Exercise directions: Write out the listing below from the line containing "[locate] hanging flower" to its last line, unaltered, ends included.

[Start of Input records]

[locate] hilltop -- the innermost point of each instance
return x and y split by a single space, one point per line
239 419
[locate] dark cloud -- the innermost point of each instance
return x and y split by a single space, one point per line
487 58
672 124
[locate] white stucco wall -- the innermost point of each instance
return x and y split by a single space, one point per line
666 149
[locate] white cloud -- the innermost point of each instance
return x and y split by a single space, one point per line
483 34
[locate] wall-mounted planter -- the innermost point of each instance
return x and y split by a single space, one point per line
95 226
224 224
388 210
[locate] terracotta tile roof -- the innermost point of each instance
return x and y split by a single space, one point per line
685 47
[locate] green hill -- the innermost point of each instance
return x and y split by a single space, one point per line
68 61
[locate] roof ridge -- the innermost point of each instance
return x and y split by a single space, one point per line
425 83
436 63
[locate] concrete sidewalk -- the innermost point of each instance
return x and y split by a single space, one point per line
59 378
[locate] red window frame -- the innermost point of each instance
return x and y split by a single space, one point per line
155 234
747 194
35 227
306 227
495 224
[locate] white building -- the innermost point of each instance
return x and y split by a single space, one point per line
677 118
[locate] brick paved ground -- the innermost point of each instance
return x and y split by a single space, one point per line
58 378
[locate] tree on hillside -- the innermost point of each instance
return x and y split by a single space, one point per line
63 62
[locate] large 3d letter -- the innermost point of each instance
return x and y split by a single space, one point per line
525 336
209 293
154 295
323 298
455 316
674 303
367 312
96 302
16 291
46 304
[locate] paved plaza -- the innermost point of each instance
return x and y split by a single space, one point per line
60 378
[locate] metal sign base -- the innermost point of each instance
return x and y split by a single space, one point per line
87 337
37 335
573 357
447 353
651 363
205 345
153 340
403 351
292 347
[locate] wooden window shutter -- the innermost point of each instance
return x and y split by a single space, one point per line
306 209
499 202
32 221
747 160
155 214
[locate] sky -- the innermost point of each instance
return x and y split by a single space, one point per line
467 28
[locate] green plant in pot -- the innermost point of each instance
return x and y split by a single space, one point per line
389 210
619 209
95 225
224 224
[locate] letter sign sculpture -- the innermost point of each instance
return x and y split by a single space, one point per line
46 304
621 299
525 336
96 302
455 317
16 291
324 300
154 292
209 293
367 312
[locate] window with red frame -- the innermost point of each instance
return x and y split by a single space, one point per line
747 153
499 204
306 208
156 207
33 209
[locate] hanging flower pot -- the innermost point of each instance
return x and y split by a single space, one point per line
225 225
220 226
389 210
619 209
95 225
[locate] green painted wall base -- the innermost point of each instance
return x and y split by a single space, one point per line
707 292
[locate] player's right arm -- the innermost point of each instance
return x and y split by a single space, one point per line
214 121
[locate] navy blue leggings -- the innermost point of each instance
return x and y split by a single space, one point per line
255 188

[End of Input records]

Written response:
[locate] hanging flower pot -- the innermost point of each instance
return x and y split by a single space, one point per line
225 225
220 226
389 210
619 209
95 225
[locate] green painted wall base -- the innermost point of each instance
return x and y split by a single space, one point per line
707 292
[locate] player's right arm -- the innermost point of each instance
return x and y split by a single space, one point per line
214 121
[locate] navy blue leggings -- the innermost point of each instance
return x and y split by a single space, one point per line
255 188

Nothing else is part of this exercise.